### Source data
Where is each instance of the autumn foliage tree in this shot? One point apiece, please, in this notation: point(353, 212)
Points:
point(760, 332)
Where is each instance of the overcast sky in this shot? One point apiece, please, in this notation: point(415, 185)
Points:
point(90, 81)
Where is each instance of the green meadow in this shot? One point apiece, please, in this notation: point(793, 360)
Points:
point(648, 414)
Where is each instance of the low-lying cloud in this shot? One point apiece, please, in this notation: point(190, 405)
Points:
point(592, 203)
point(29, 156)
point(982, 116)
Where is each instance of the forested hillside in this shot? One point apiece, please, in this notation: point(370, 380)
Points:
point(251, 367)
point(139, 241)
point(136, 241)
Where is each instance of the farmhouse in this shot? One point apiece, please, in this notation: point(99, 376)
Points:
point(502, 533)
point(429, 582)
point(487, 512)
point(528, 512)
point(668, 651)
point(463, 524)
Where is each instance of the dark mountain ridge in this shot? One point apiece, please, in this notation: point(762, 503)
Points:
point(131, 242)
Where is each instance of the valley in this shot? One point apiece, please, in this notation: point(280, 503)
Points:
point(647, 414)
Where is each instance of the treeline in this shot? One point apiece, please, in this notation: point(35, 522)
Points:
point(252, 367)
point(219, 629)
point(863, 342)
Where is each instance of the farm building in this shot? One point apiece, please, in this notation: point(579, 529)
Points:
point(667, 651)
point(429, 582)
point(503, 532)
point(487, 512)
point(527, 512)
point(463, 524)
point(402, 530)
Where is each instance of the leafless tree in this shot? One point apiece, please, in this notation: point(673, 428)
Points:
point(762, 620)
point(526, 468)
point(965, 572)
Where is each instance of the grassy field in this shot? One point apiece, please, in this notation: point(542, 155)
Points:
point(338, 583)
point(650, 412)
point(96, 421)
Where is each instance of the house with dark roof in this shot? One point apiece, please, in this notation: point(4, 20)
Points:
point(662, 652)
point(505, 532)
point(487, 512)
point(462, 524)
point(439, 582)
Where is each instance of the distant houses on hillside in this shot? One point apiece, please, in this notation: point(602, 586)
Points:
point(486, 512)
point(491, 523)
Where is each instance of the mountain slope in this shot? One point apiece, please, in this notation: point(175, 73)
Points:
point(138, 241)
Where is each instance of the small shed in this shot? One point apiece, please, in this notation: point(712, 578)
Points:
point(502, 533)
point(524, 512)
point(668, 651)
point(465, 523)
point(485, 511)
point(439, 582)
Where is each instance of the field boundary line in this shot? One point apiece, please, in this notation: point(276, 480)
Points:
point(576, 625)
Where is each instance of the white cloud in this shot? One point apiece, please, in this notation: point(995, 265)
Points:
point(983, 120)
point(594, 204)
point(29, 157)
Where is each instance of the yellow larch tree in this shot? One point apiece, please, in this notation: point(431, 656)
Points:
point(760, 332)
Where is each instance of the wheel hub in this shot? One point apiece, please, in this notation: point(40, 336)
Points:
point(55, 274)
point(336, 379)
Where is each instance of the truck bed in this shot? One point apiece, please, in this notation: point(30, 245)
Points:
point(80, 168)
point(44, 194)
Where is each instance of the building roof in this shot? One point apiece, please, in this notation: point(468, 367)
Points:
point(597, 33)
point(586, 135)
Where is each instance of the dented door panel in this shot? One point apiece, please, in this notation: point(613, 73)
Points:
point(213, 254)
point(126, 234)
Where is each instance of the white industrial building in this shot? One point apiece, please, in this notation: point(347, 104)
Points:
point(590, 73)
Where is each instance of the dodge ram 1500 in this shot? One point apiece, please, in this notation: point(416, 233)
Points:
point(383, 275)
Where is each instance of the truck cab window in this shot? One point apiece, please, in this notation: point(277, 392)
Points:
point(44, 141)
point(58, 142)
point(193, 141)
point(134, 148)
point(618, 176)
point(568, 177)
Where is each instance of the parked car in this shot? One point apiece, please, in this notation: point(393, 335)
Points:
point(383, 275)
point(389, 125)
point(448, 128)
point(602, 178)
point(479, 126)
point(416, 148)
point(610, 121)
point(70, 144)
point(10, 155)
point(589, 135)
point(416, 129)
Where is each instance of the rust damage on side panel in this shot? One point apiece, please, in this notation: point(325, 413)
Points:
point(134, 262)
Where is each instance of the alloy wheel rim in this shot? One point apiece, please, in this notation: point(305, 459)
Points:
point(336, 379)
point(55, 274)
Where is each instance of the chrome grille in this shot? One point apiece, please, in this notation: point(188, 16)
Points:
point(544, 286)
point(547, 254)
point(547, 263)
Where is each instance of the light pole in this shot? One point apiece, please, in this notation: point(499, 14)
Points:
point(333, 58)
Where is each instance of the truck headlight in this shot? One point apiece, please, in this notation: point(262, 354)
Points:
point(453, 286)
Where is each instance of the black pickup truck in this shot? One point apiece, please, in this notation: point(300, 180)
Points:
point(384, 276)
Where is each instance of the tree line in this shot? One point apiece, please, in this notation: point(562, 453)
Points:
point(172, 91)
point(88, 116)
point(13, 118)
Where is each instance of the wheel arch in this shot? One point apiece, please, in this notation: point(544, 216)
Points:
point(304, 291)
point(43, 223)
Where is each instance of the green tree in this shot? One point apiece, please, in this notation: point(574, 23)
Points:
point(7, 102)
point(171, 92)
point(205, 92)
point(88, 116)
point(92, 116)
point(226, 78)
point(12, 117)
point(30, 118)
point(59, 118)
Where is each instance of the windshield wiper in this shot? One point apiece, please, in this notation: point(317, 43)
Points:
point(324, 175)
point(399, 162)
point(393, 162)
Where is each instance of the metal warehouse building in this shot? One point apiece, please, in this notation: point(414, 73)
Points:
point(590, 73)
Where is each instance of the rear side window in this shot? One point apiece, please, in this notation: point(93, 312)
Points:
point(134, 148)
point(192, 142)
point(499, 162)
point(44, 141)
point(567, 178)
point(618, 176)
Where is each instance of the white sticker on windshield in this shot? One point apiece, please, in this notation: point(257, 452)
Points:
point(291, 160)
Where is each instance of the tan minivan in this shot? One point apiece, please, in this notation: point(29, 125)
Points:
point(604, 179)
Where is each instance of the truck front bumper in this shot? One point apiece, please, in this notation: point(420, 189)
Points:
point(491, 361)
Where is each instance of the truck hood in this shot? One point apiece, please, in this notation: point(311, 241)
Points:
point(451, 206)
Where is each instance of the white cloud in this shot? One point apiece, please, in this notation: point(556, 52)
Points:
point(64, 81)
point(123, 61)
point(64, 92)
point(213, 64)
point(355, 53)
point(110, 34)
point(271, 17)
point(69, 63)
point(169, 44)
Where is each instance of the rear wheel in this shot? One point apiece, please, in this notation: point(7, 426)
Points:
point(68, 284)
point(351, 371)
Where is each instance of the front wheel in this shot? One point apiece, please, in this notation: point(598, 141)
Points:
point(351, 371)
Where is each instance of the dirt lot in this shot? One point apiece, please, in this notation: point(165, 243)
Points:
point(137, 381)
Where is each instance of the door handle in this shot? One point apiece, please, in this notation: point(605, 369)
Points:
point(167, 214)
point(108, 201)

### Task directions
The task requires an exact transcription of all the data.

### Solution
Where is each instance of the autumn foliage tree in this shot? One point apiece, please, in this notation: point(353, 212)
Points:
point(760, 332)
Where is each instance of the overcast sky in this shot? One point apiece, please, in this notation: point(415, 185)
Points:
point(90, 81)
Where is each instance of the green meadow in this shot? One point apiece, please, in this notation: point(793, 360)
Points:
point(648, 414)
Where is each instance of the low-lying cloud in this shot? One point apiece, please, in this notation: point(190, 405)
Points:
point(592, 203)
point(29, 156)
point(982, 116)
Where is each instance of the forested hillside in this shot? One point apiece, please, in this notation: point(370, 380)
Points:
point(251, 367)
point(139, 241)
point(136, 241)
Where is each instance of the farmhouse in this shot? One point apiece, please, in this notation: point(99, 376)
Points:
point(502, 533)
point(429, 582)
point(487, 512)
point(528, 512)
point(668, 651)
point(463, 524)
Where is each instance of the dark mountain ridge in this shot? One point apiece, please, in this notation: point(762, 503)
Points:
point(131, 242)
Where is each instance of the valley in this shot? One point apiece, please, in this notation: point(280, 503)
Points:
point(647, 414)
Where is each instance of the treeline in this shot? One point apiece, please, in this notation: point(35, 522)
Points:
point(252, 367)
point(219, 629)
point(863, 342)
Where is each instance of the farm building in this shot? One point apiece, please, in this notation: point(579, 529)
Points:
point(667, 651)
point(429, 582)
point(503, 532)
point(487, 512)
point(527, 512)
point(463, 524)
point(402, 530)
Where is each instance of the leafless tree in this shot? One point apiece, please, in this notation: point(673, 428)
Points:
point(762, 620)
point(526, 468)
point(965, 572)
Where is each instance of the grassy field in this shot? One point apiece, please, in this notation: point(542, 155)
Points:
point(338, 583)
point(650, 412)
point(96, 421)
Where is each instance of the house with dark roof in this shot? One point apiece, please, in this notation: point(4, 20)
Points:
point(662, 652)
point(505, 532)
point(487, 512)
point(462, 524)
point(439, 582)
Where is each instance of the distant houses on hillside in this shot? One point apiece, please, in this notation: point(602, 586)
Points:
point(486, 512)
point(491, 523)
Where is each instance of the mountain slope in this shot? One point apiece, please, in this notation: point(175, 73)
Points:
point(138, 241)
Where is each instance of the small shed in this shot? One point apiece, please, in this notation: point(712, 578)
Points:
point(502, 533)
point(524, 512)
point(668, 651)
point(465, 523)
point(485, 511)
point(439, 582)
Where is each instance of the field boundary line in this shot? One point apiece, please, in this notation: point(276, 480)
Points:
point(576, 625)
Where is each instance of the white cloud in this shot? One point apiece, please, in this notation: point(995, 265)
Points:
point(983, 120)
point(594, 204)
point(29, 157)
Where is each instance of the yellow larch tree in this shot? One point apiece, please, in this notation: point(431, 656)
Points:
point(760, 332)
Where is each instance of the wheel hub in this shot? One point apiece, please, in this notation: point(40, 336)
Points:
point(55, 274)
point(336, 379)
Where is each instance of the truck bed in this shot? One point apiece, please, in this notation: point(30, 245)
Points:
point(80, 168)
point(44, 194)
Where is each instance of the building roof in this shot? One point apiece, please, in this notation: point(468, 367)
Points:
point(597, 33)
point(586, 135)
Where is each instance of the dented door panel in this shot? One point apiece, please, in this notation: point(613, 73)
Points:
point(213, 254)
point(126, 234)
Where is each instance of the white industrial building in this shot? One point apiece, please, in this notation: point(347, 104)
Points:
point(590, 73)
Where is each instance of the dodge ram 1500 in this shot? One point apiece, please, in this notation: point(416, 233)
Points:
point(383, 275)
Where is each instance of the truck cab window in this shot? One point apiece, please, in this notation: point(277, 392)
Points:
point(44, 141)
point(58, 142)
point(193, 141)
point(134, 148)
point(618, 176)
point(568, 177)
Where is each instance of the parked car in this shot? One point apiece, please, in this notation: point(393, 335)
Points:
point(383, 275)
point(389, 125)
point(448, 128)
point(602, 178)
point(479, 126)
point(416, 148)
point(610, 121)
point(70, 144)
point(10, 155)
point(589, 135)
point(416, 129)
Where is each instance of the rust damage on side panel in this shot? One point apiece, please, in this notation: point(325, 413)
Points:
point(134, 262)
Where is each instance of the alloy wheel rim in this shot? One point apiece, please, in this notation: point(305, 459)
Points:
point(336, 379)
point(55, 274)
Where is each instance of the chrome grille in this shot? One point apiece, please, in this notation: point(188, 16)
Points:
point(544, 286)
point(547, 254)
point(547, 263)
Where is each instance of the light pole in this shot? One point apiece, please, in this notation: point(499, 14)
Points:
point(333, 58)
Where is each instance of the truck headlight in this shot? One point apiece, please, in this notation: point(262, 354)
Points:
point(453, 286)
Where is each instance of the black pickup truck in this shot? One point apiece, please, in this notation: point(300, 180)
Points:
point(384, 276)
Where is each instance of the tree line in this shot? One point apiece, please, in this notation: point(562, 453)
Points:
point(172, 91)
point(88, 116)
point(13, 118)
Where is each instance of the wheel arch in this shot? One point apiece, please, in this notation: point(544, 216)
Points:
point(304, 291)
point(43, 223)
Where is each instance of the green tree in this shot? One point apiece, please, in this notation: point(574, 23)
Points:
point(7, 102)
point(171, 92)
point(205, 92)
point(88, 116)
point(92, 116)
point(226, 78)
point(12, 117)
point(30, 118)
point(59, 118)
Where is each instance of the windshield wiper in this shot? One point apiece, please, in this notation: point(317, 43)
Points:
point(324, 175)
point(399, 162)
point(393, 162)
Where is each instance of the metal warehouse building in this shot? One point apiece, please, in this notation: point(414, 73)
Points:
point(590, 73)
Where is each instance of the rear side window in this shot? One point apiece, please, in this notation: point(93, 312)
Points:
point(134, 148)
point(192, 142)
point(499, 162)
point(44, 141)
point(567, 178)
point(618, 176)
Where is each instance of the white sticker on windshield in this shot? One point apiece, please, in this notation: point(257, 452)
Points:
point(291, 160)
Where is each instance of the tan minivan in this shot? One point apiece, please, in this notation: point(29, 125)
Points:
point(604, 179)
Where is each instance of the truck front bumper in this shot? One point apiece, please, in this notation: point(420, 189)
Points:
point(491, 361)
Where is each instance of the truck hood in this shot? One point apiece, please, in this notation: point(311, 241)
Points:
point(451, 206)
Where is each instance of the white cloud in this shot? One point apiece, please, in this notation: point(556, 52)
Points:
point(64, 81)
point(123, 61)
point(64, 92)
point(213, 64)
point(355, 53)
point(110, 34)
point(271, 17)
point(69, 63)
point(169, 44)
Where is each instance of the rear wheel in this shot? One point apiece, please, in this notation: point(7, 426)
Points:
point(68, 284)
point(351, 371)
Where is each instance of the front wheel in this shot? One point apiece, please, in this notation: point(598, 141)
Points:
point(351, 371)
Where is each instance of the dirt lot in this shot? One point apiece, please, in this notation: point(165, 243)
Points:
point(137, 381)
Where is each instance of the door handle in this shot? One point apiece, please, in this notation: point(605, 369)
Points:
point(167, 214)
point(108, 201)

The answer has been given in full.